⟨

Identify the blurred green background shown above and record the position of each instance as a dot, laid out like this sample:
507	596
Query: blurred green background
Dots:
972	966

⟩
⟨

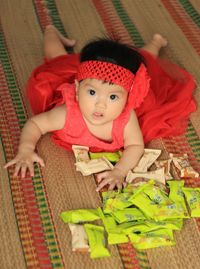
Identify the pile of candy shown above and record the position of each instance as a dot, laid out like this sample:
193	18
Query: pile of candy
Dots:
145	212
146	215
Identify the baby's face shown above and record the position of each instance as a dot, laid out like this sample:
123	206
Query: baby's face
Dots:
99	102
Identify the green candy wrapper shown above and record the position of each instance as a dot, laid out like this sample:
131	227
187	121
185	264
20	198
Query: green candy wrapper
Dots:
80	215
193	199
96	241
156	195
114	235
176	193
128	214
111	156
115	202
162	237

⟩

◆ TASK TO COMPLETE ◆
Every line of the listing that holds "above" is to be counted; give only the resulting number.

◆ COMPLETED TASK ◆
4